## Written problem
How many lines of the material below contain the word "black"? Reply with the number alone.

══════════

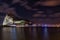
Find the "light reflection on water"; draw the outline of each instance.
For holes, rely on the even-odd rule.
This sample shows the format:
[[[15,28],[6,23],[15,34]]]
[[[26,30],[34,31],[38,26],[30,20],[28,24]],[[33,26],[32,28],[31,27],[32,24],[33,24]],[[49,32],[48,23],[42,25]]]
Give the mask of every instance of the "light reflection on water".
[[[57,30],[59,31],[57,32]],[[6,27],[3,30],[3,35],[6,40],[60,40],[60,28],[48,27],[28,27],[16,28]],[[5,40],[3,38],[3,40]],[[24,39],[25,38],[25,39]]]
[[[16,37],[16,28],[12,28],[11,29],[11,39],[12,40],[17,40],[17,37]]]

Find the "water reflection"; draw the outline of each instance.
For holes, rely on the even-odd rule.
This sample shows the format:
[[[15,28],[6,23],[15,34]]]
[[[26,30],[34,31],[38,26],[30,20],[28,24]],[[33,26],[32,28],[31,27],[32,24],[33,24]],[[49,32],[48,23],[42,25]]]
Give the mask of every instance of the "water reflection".
[[[60,40],[60,28],[4,27],[3,40]]]
[[[11,28],[11,39],[12,40],[17,40],[17,37],[16,37],[16,28]]]

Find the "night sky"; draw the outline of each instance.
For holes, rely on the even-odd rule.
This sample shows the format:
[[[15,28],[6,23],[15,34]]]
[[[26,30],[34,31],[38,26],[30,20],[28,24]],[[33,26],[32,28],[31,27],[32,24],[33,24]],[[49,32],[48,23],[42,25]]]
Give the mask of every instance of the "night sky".
[[[40,18],[40,19],[60,18],[60,5],[59,5],[60,3],[57,2],[55,3],[57,5],[53,4],[52,6],[46,3],[44,4],[43,2],[45,1],[46,0],[0,0],[0,6],[5,4],[4,7],[6,7],[5,8],[6,10],[7,9],[10,10],[10,8],[14,8],[12,9],[14,12],[13,14],[23,19],[30,20],[33,18]],[[1,9],[0,9],[0,12],[1,12]]]

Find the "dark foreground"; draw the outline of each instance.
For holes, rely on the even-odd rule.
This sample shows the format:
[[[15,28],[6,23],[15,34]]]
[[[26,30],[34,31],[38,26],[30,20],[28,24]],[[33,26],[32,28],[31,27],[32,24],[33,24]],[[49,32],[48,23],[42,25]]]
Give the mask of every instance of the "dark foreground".
[[[60,40],[60,28],[53,27],[3,27],[0,40]]]

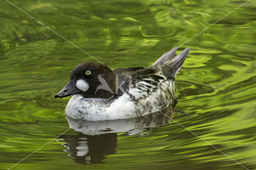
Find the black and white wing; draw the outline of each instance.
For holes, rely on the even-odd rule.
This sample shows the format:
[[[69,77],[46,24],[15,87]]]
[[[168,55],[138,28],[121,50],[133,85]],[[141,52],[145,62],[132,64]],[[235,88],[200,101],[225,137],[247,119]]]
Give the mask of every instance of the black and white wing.
[[[134,100],[149,95],[166,80],[160,65],[150,68],[143,67],[118,68],[113,72],[117,76],[118,96],[127,93]]]

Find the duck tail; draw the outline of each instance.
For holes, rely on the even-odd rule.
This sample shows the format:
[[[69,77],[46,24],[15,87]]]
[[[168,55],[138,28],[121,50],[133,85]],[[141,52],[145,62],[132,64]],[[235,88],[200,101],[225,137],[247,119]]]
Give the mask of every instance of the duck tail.
[[[182,67],[190,51],[189,48],[187,48],[175,56],[177,49],[178,47],[175,47],[170,51],[165,53],[152,65],[166,64],[171,67],[174,69],[176,76],[177,73]]]

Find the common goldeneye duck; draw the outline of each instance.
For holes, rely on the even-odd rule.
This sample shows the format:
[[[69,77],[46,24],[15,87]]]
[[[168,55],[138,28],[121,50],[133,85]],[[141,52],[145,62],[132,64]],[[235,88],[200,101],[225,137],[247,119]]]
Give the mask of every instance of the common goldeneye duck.
[[[176,99],[175,77],[189,52],[175,56],[177,47],[150,67],[111,70],[101,63],[76,66],[68,82],[55,96],[73,96],[66,113],[73,119],[100,121],[128,119],[166,108]]]

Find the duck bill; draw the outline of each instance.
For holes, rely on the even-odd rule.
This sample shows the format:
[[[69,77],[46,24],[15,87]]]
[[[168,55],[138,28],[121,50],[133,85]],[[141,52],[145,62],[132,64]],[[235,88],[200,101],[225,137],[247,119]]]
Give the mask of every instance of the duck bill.
[[[70,81],[58,93],[55,94],[54,98],[63,98],[77,94],[82,92],[77,88],[74,81]]]

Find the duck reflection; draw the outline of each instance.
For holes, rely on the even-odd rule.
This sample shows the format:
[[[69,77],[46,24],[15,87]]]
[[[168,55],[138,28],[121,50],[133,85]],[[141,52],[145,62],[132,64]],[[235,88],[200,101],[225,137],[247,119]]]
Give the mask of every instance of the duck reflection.
[[[102,163],[105,156],[114,154],[117,146],[118,136],[138,137],[148,134],[156,127],[170,123],[174,112],[176,104],[161,111],[132,119],[88,121],[74,119],[66,115],[70,127],[79,132],[78,135],[62,135],[58,142],[68,149],[76,163]],[[118,133],[121,133],[117,135]]]

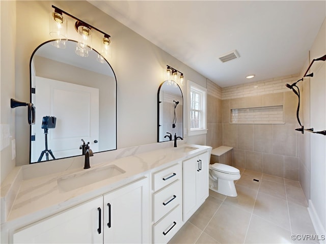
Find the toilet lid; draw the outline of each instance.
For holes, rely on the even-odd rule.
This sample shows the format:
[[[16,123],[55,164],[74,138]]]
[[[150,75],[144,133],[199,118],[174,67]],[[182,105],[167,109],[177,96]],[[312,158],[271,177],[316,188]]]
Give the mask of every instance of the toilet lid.
[[[227,164],[216,163],[211,165],[210,167],[215,170],[228,174],[239,174],[240,173],[240,170],[238,169]]]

══════════

## The output
2